Work to complete - Exact copy, no pictures: set down every entry below as written.

Data excerpts -

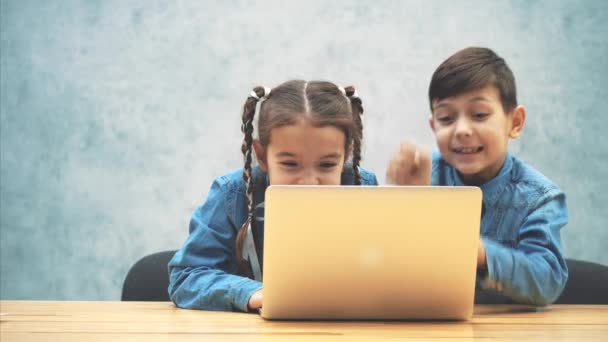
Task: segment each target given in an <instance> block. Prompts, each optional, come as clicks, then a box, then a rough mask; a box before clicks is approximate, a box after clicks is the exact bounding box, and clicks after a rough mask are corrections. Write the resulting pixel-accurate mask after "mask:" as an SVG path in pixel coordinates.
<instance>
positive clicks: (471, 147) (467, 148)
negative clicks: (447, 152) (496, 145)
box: [452, 146, 483, 154]
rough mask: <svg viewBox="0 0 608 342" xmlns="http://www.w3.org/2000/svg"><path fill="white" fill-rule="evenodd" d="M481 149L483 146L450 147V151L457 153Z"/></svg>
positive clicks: (472, 152) (460, 152)
mask: <svg viewBox="0 0 608 342" xmlns="http://www.w3.org/2000/svg"><path fill="white" fill-rule="evenodd" d="M482 150H483V146H476V147H455V148H452V152H454V153H459V154H475V153H479V152H481V151H482Z"/></svg>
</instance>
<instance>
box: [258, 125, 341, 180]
mask: <svg viewBox="0 0 608 342" xmlns="http://www.w3.org/2000/svg"><path fill="white" fill-rule="evenodd" d="M345 139H346V137H345V135H344V133H343V132H342V131H341V130H339V129H338V128H336V127H333V126H324V127H315V126H313V125H311V124H310V122H309V121H308V120H300V121H299V122H298V123H297V124H295V125H287V126H282V127H277V128H273V129H272V131H271V132H270V142H269V144H268V146H267V147H266V149H264V148H263V147H262V146H261V144H260V142H259V141H255V142H254V148H255V152H256V156H257V159H258V162H259V164H260V168H261V169H262V170H264V171H265V172H266V173H268V177H269V179H270V184H271V185H275V184H280V185H340V180H341V177H342V169H343V167H344V159H345V151H344V142H345Z"/></svg>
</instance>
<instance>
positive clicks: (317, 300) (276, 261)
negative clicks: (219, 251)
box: [261, 186, 482, 320]
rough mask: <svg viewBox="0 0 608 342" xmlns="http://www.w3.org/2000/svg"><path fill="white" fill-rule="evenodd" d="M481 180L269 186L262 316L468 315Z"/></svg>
mask: <svg viewBox="0 0 608 342" xmlns="http://www.w3.org/2000/svg"><path fill="white" fill-rule="evenodd" d="M481 198H482V194H481V190H480V189H479V188H476V187H399V186H371V187H365V186H270V187H269V188H268V189H267V190H266V199H265V207H266V208H265V214H264V216H265V220H264V221H265V223H264V275H263V283H264V289H263V294H264V298H263V306H262V310H261V315H262V317H264V318H266V319H416V320H418V319H442V320H452V319H454V320H467V319H469V318H470V317H471V316H472V313H473V302H474V292H475V275H476V265H477V247H478V243H479V224H480V217H481Z"/></svg>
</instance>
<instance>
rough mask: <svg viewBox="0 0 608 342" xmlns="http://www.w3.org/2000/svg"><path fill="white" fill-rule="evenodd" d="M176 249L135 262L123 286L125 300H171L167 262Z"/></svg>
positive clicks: (140, 300) (123, 296)
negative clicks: (169, 288)
mask: <svg viewBox="0 0 608 342" xmlns="http://www.w3.org/2000/svg"><path fill="white" fill-rule="evenodd" d="M175 252H176V251H165V252H159V253H154V254H150V255H148V256H145V257H144V258H142V259H141V260H139V261H138V262H136V263H135V265H133V266H132V267H131V269H130V270H129V273H127V277H126V278H125V282H124V283H123V286H122V297H121V300H123V301H140V302H142V301H148V302H166V301H169V294H168V292H167V287H168V285H169V272H168V268H167V264H168V263H169V260H171V258H172V257H173V255H174V254H175Z"/></svg>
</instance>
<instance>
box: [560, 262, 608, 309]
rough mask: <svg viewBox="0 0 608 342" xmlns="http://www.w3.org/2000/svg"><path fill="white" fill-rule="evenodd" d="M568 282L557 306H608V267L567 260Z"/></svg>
mask: <svg viewBox="0 0 608 342" xmlns="http://www.w3.org/2000/svg"><path fill="white" fill-rule="evenodd" d="M566 264H567V265H568V273H569V277H568V282H567V283H566V288H565V289H564V292H562V294H561V296H560V297H559V298H558V299H557V301H555V304H608V267H607V266H604V265H601V264H596V263H593V262H588V261H581V260H574V259H566Z"/></svg>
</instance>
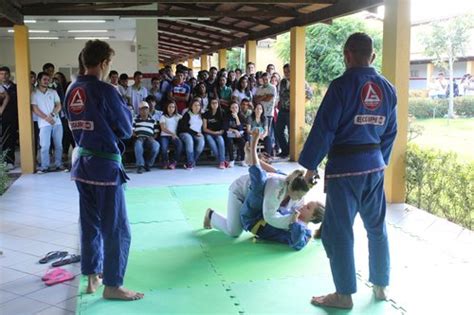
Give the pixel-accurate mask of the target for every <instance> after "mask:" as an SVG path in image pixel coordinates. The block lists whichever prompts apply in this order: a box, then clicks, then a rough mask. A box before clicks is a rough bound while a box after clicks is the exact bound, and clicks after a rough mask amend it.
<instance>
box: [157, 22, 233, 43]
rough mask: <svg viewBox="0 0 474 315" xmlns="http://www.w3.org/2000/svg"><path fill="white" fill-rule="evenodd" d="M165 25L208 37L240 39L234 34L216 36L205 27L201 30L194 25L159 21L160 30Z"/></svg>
mask: <svg viewBox="0 0 474 315" xmlns="http://www.w3.org/2000/svg"><path fill="white" fill-rule="evenodd" d="M163 24H165V25H168V26H174V27H179V28H181V29H183V30H184V29H186V30H192V31H195V32H200V33H204V34H207V35H215V36H219V37H223V38H228V39H234V38H238V36H236V35H233V34H228V33H222V32H219V33H217V34H216V32H215V31H211V30H209V29H207V28H205V27H202V28H200V27H196V26H193V25H189V24H182V23H176V22H175V21H169V20H160V21H158V29H160V27H161V25H163Z"/></svg>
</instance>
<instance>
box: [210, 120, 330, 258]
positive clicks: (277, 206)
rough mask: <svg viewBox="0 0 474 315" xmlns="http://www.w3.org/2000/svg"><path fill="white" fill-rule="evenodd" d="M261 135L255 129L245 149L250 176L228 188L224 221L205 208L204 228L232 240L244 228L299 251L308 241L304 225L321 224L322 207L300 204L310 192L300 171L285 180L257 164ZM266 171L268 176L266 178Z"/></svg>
mask: <svg viewBox="0 0 474 315" xmlns="http://www.w3.org/2000/svg"><path fill="white" fill-rule="evenodd" d="M260 134H261V132H260V130H259V129H258V128H255V129H254V130H253V132H252V140H251V144H250V146H247V147H246V151H247V152H246V154H247V157H249V159H248V160H249V161H248V162H247V163H248V164H249V165H250V168H249V175H244V176H241V177H240V178H238V179H237V180H235V181H234V182H233V183H232V185H231V187H230V189H229V199H228V208H227V218H225V217H223V216H222V215H220V214H219V213H217V212H215V211H214V210H212V209H208V210H207V211H206V214H205V217H204V228H207V229H210V228H212V227H214V228H216V229H218V230H221V231H223V232H224V233H226V234H227V235H229V236H233V237H237V236H239V235H240V234H241V233H242V230H243V229H245V230H246V231H250V232H252V233H253V234H255V235H256V236H257V237H259V238H261V239H265V240H272V241H277V242H281V243H285V244H288V245H289V246H290V247H292V248H294V249H296V250H300V249H301V248H303V247H304V246H305V245H306V244H307V243H308V241H309V240H310V239H311V231H310V230H309V229H308V227H307V223H309V222H314V223H318V222H321V220H322V217H323V214H324V208H323V206H322V205H321V204H320V203H319V202H316V201H310V202H307V203H303V202H302V201H301V198H302V197H303V196H304V194H306V192H308V191H309V189H310V187H309V185H308V184H307V183H306V182H304V178H303V172H302V171H294V172H293V173H292V174H290V175H289V176H287V177H284V176H282V175H281V174H282V173H281V172H279V171H278V170H276V169H275V168H273V167H272V166H271V165H269V164H266V163H265V162H263V161H259V159H258V156H257V151H256V147H257V143H258V139H259V136H260ZM267 172H269V173H270V174H268V175H270V176H271V177H269V178H268V179H267ZM271 173H279V174H280V175H271Z"/></svg>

Output -
Task: segment each target given in an <instance> block. Prompts, each optional, come as clicks, then a box, then a rough mask; a box before clicks is approximate, a box after clicks is the exact bounding box, and clicks after a rough mask are corrections. Write the resulting pixel-accurate mask after "mask:" as an SVG path in pixel coordinates.
<instance>
positive clicks: (471, 147) (467, 148)
negative clicks: (447, 152) (496, 145)
box: [452, 146, 483, 154]
rough mask: <svg viewBox="0 0 608 342" xmlns="http://www.w3.org/2000/svg"><path fill="white" fill-rule="evenodd" d="M481 149L483 146L450 147V151L457 153Z"/></svg>
positive clicks: (472, 152) (460, 152)
mask: <svg viewBox="0 0 608 342" xmlns="http://www.w3.org/2000/svg"><path fill="white" fill-rule="evenodd" d="M482 150H483V146H476V147H455V148H452V152H454V153H459V154H475V153H479V152H481V151H482Z"/></svg>
</instance>
<instance>
box: [258, 125, 341, 180]
mask: <svg viewBox="0 0 608 342" xmlns="http://www.w3.org/2000/svg"><path fill="white" fill-rule="evenodd" d="M345 139H346V137H345V135H344V133H343V132H342V131H341V130H339V129H338V128H336V127H333V126H324V127H315V126H313V125H311V124H310V122H309V121H308V120H300V121H299V122H298V123H297V124H295V125H287V126H282V127H277V128H273V129H272V131H271V132H270V142H269V144H268V146H267V147H266V149H264V148H263V147H262V146H261V144H260V142H259V141H255V142H254V148H255V152H256V156H257V159H258V162H259V164H260V168H261V169H262V170H264V171H265V172H266V173H268V177H269V179H270V184H271V185H275V184H280V185H340V180H341V177H342V169H343V167H344V159H345V151H344V142H345Z"/></svg>
</instance>
<instance>
positive clicks: (317, 300) (276, 261)
negative clicks: (219, 251)
box: [261, 186, 482, 320]
rough mask: <svg viewBox="0 0 608 342" xmlns="http://www.w3.org/2000/svg"><path fill="white" fill-rule="evenodd" d="M481 180L269 186L262 316L468 315Z"/></svg>
mask: <svg viewBox="0 0 608 342" xmlns="http://www.w3.org/2000/svg"><path fill="white" fill-rule="evenodd" d="M481 198H482V194H481V190H480V189H479V188H476V187H399V186H371V187H365V186H270V187H269V188H268V189H267V190H266V199H265V207H266V208H265V214H264V216H265V220H264V221H265V223H264V275H263V283H264V289H263V294H264V298H263V306H262V310H261V315H262V317H264V318H266V319H416V320H418V319H442V320H452V319H454V320H467V319H469V318H470V317H471V316H472V313H473V302H474V292H475V275H476V265H477V247H478V243H479V224H480V217H481Z"/></svg>
</instance>
<instance>
rough mask: <svg viewBox="0 0 608 342" xmlns="http://www.w3.org/2000/svg"><path fill="white" fill-rule="evenodd" d="M176 249L135 262L123 286L125 300H171L167 262Z"/></svg>
positive clicks: (140, 300) (123, 296)
negative clicks: (169, 288)
mask: <svg viewBox="0 0 608 342" xmlns="http://www.w3.org/2000/svg"><path fill="white" fill-rule="evenodd" d="M175 252H176V251H165V252H159V253H154V254H150V255H148V256H145V257H144V258H142V259H141V260H139V261H138V262H136V263H135V265H133V266H132V267H131V269H130V270H129V273H127V277H126V278H125V282H124V283H123V286H122V297H121V300H123V301H140V302H142V301H148V302H166V301H169V294H168V292H167V287H168V285H169V272H168V268H167V264H168V263H169V260H171V258H172V257H173V255H174V254H175Z"/></svg>
</instance>
<instance>
box: [560, 262, 608, 309]
rough mask: <svg viewBox="0 0 608 342" xmlns="http://www.w3.org/2000/svg"><path fill="white" fill-rule="evenodd" d="M568 282L557 306H608V267L567 260Z"/></svg>
mask: <svg viewBox="0 0 608 342" xmlns="http://www.w3.org/2000/svg"><path fill="white" fill-rule="evenodd" d="M566 264H567V265H568V273H569V277H568V282H567V283H566V288H565V289H564V292H562V294H561V296H560V297H559V298H558V299H557V301H555V304H608V267H607V266H604V265H601V264H596V263H593V262H588V261H581V260H574V259H566Z"/></svg>
</instance>
Give the pixel-accurate mask of the target for every <instance> after "mask:" as an SVG path in image pixel coordinates. The block lists whichever prompts apply in this order: a box, then clicks, then a rough mask. A box before clicks is a rough bound while a box after clicks is the exact bound, and clicks after a rough mask amend it.
<instance>
box: [157, 22, 233, 43]
rough mask: <svg viewBox="0 0 474 315" xmlns="http://www.w3.org/2000/svg"><path fill="white" fill-rule="evenodd" d="M165 25L208 37L240 39L234 34L216 36L205 27L201 30L194 25L159 21L160 30Z"/></svg>
mask: <svg viewBox="0 0 474 315" xmlns="http://www.w3.org/2000/svg"><path fill="white" fill-rule="evenodd" d="M163 24H165V25H168V26H174V27H179V28H181V29H183V30H184V29H186V30H192V31H195V32H200V33H204V34H207V35H215V36H219V37H223V38H228V39H234V38H238V36H236V35H233V34H228V33H222V32H219V33H217V34H216V32H215V31H211V30H209V29H207V28H205V27H202V28H200V27H196V26H193V25H189V24H182V23H176V22H175V21H169V20H160V21H158V29H160V27H161V25H163Z"/></svg>
</instance>
<instance>
box: [210, 120, 330, 258]
positive clicks: (277, 206)
rough mask: <svg viewBox="0 0 474 315" xmlns="http://www.w3.org/2000/svg"><path fill="white" fill-rule="evenodd" d="M261 135L255 129L245 149L250 176L228 188L224 221L205 208L204 228L232 240L244 228L299 251L308 241L304 225L321 224L322 207L300 204L310 192L300 171L285 180L257 164ZM266 171L268 176L266 178Z"/></svg>
mask: <svg viewBox="0 0 474 315" xmlns="http://www.w3.org/2000/svg"><path fill="white" fill-rule="evenodd" d="M260 134H261V132H260V130H259V129H258V128H255V129H254V130H253V132H252V140H251V144H250V146H247V147H246V151H247V152H246V154H247V157H249V159H248V160H249V161H248V162H247V163H248V164H249V165H250V168H249V175H244V176H241V177H240V178H238V179H237V180H235V181H234V182H233V183H232V185H231V187H230V189H229V199H228V208H227V218H225V217H223V216H222V215H220V214H219V213H217V212H215V211H214V210H212V209H208V210H207V211H206V214H205V217H204V228H207V229H210V228H212V227H214V228H216V229H218V230H221V231H223V232H224V233H226V234H227V235H229V236H233V237H237V236H239V235H240V234H241V233H242V230H243V229H245V230H246V231H250V232H252V233H253V234H255V235H256V236H257V237H259V238H261V239H265V240H272V241H277V242H281V243H285V244H288V245H289V246H290V247H292V248H294V249H296V250H300V249H301V248H303V247H304V246H305V245H306V244H307V243H308V241H309V240H310V239H311V231H310V230H309V229H308V227H307V223H309V222H314V223H318V222H321V220H322V217H323V214H324V208H323V206H322V205H321V204H320V203H319V202H316V201H310V202H307V203H303V202H302V201H301V198H302V197H303V196H304V194H306V192H308V191H309V189H310V187H309V185H308V184H307V183H306V182H304V178H303V172H302V171H294V172H293V173H292V174H290V175H289V176H287V177H284V176H282V175H281V174H282V173H281V172H279V171H278V170H276V169H275V168H273V167H272V166H271V165H269V164H266V163H265V162H263V161H259V159H258V156H257V151H256V147H257V143H258V139H259V136H260ZM267 172H269V173H270V174H268V175H270V176H271V177H269V178H268V179H267ZM271 173H279V174H280V175H271Z"/></svg>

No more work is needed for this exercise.